Set exercise — Rewrite the rows below as a numbered list, leaving out any blank lines.

** begin Information supplied **

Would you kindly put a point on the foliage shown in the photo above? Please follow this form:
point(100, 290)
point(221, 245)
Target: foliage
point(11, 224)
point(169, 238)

** end Information supplied **

Exercise output —
1. Would you kindly put a point on the foliage shown in the photo above? Please follow this form:
2. point(100, 290)
3. point(221, 245)
4. Target: foliage
5. point(11, 224)
6. point(169, 238)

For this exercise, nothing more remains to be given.